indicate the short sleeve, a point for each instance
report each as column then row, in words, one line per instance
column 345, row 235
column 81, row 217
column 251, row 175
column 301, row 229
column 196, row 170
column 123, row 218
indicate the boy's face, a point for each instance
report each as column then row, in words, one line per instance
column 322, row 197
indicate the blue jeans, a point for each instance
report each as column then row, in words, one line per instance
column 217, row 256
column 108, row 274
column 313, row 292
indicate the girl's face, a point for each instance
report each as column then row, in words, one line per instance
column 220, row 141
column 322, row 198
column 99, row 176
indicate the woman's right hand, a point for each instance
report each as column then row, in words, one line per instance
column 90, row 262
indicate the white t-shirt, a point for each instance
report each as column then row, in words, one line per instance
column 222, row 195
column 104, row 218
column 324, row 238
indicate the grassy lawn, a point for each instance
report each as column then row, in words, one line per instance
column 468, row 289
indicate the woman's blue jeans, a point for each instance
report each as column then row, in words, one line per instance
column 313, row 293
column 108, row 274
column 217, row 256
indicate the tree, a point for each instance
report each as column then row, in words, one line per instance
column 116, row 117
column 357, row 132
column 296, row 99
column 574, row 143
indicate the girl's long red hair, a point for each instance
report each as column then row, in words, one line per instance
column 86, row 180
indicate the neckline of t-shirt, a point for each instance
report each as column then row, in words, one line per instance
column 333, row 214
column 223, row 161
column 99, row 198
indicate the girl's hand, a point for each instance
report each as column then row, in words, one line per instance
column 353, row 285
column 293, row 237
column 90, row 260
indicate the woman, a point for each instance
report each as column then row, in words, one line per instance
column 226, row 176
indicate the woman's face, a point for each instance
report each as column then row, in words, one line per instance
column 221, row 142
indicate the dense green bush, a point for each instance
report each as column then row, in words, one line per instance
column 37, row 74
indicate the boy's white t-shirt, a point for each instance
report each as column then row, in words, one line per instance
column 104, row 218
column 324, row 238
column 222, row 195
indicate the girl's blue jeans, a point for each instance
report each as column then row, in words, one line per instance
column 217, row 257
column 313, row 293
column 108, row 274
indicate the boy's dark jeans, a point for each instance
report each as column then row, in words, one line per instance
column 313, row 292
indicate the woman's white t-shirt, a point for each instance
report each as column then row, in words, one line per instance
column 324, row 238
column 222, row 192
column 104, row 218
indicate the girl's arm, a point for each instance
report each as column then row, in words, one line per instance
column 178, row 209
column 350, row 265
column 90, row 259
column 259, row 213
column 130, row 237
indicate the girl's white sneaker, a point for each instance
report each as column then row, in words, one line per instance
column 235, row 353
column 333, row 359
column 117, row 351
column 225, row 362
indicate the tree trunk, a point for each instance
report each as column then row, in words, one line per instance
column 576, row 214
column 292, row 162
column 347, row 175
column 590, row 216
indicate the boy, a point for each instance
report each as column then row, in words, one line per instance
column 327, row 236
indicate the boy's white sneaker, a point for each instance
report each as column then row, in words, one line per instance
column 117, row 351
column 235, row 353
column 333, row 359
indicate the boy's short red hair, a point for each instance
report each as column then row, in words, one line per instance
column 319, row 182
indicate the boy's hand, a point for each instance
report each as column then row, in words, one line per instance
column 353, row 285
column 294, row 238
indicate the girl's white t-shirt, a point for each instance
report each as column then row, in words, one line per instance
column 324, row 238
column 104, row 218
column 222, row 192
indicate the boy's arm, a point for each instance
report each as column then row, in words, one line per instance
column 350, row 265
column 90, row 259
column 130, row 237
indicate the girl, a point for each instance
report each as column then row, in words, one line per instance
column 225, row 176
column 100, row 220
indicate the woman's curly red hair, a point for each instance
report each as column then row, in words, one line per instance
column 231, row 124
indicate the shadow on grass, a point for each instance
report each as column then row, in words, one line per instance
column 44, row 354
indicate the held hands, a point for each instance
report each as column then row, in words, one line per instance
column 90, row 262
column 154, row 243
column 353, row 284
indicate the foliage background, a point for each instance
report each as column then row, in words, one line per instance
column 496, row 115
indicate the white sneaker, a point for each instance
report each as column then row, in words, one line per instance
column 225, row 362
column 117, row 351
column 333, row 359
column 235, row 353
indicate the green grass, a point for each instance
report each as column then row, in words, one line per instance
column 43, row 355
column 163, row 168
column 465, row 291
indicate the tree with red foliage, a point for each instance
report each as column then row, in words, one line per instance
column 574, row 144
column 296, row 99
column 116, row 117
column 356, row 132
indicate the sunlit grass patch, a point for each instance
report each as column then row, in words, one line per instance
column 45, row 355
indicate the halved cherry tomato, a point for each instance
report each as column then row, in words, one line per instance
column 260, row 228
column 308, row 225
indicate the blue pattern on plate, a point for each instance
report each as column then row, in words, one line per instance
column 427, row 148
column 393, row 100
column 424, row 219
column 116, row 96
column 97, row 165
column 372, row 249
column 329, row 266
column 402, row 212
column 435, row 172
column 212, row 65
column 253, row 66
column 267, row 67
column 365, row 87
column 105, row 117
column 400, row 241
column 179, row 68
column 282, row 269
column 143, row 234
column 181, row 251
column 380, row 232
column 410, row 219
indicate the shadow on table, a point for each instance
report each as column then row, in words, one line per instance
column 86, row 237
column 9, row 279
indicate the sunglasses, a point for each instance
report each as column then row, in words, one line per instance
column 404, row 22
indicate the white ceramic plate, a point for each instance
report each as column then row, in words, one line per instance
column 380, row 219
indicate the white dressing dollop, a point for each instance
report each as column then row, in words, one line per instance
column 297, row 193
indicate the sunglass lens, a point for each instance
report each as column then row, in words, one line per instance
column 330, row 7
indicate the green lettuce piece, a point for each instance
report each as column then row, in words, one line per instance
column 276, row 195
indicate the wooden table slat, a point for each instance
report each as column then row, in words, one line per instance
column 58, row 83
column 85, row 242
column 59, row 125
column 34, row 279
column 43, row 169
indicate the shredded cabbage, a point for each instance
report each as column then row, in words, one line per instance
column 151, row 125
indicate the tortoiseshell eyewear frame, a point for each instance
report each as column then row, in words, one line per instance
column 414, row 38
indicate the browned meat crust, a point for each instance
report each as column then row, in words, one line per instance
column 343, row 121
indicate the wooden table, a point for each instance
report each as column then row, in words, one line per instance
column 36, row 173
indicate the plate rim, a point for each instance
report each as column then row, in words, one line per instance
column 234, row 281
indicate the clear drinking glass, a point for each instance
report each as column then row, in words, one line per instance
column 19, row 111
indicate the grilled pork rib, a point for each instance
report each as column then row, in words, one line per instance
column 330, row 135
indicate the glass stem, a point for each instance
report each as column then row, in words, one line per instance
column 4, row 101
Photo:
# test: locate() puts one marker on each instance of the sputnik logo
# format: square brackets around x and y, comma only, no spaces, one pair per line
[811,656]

####################

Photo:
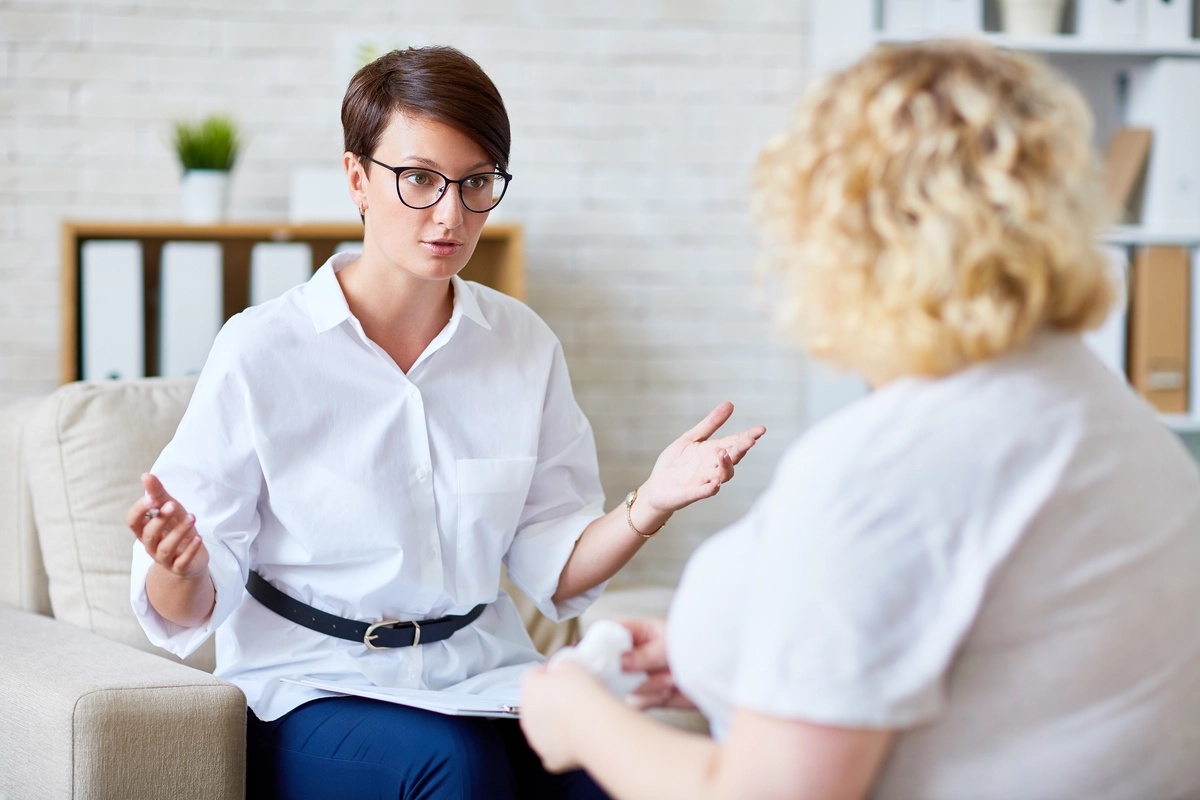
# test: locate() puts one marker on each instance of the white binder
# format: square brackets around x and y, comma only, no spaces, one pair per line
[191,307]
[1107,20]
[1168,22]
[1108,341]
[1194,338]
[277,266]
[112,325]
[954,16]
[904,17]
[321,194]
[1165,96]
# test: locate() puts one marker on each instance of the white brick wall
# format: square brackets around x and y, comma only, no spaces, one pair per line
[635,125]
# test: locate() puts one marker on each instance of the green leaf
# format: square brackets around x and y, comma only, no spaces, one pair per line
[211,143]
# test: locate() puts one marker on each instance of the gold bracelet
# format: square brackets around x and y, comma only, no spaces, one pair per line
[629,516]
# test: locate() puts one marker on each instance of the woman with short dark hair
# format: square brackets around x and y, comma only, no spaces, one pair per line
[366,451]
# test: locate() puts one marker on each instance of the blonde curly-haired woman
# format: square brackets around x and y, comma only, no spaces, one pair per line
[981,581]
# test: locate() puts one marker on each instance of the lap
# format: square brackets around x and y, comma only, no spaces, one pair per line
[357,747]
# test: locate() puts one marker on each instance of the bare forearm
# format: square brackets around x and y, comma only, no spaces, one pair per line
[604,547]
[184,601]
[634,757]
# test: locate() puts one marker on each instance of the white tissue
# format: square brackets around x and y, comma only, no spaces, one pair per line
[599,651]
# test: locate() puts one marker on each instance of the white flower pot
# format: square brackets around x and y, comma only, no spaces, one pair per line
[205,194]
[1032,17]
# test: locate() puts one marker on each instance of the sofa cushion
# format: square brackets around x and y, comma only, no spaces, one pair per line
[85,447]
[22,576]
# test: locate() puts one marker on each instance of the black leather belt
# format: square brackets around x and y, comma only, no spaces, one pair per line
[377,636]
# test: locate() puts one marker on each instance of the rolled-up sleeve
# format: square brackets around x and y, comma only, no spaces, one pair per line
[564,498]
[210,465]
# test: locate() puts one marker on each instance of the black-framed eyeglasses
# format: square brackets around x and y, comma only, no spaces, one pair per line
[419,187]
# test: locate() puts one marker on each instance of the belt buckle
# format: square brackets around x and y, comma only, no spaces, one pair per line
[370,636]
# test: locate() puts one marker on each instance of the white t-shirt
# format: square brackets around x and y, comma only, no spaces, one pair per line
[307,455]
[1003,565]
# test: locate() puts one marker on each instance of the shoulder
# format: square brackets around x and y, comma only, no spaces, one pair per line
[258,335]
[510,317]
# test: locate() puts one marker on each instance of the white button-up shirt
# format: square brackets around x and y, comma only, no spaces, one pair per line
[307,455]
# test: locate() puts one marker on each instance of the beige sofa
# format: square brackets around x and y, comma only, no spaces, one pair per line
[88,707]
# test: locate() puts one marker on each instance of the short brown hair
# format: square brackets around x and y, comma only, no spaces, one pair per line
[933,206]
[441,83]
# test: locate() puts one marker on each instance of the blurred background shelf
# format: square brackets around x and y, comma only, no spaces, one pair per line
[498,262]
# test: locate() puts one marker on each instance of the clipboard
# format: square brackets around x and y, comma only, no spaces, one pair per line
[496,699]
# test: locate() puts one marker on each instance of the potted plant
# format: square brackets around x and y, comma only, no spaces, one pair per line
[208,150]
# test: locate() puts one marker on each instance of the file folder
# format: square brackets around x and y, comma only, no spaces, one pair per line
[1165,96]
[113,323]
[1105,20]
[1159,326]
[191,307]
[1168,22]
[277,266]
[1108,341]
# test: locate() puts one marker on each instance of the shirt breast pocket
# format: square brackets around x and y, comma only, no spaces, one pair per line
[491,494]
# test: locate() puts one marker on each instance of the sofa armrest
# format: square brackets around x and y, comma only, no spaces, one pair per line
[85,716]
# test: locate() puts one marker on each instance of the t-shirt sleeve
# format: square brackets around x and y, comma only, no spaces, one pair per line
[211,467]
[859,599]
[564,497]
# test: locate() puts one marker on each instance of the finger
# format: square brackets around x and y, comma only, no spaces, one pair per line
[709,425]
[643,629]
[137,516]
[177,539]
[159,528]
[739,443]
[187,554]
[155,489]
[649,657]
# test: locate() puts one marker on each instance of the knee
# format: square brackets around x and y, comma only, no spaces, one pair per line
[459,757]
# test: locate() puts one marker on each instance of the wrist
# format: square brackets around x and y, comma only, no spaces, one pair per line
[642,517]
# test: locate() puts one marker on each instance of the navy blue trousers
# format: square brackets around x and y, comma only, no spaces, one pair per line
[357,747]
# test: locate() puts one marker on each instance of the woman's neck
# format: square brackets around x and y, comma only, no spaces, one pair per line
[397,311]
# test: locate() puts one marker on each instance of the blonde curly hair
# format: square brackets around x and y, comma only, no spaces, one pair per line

####################

The problem
From the material above, report how many lines contain the word "wooden", giving only the number.

Output of the exercise
2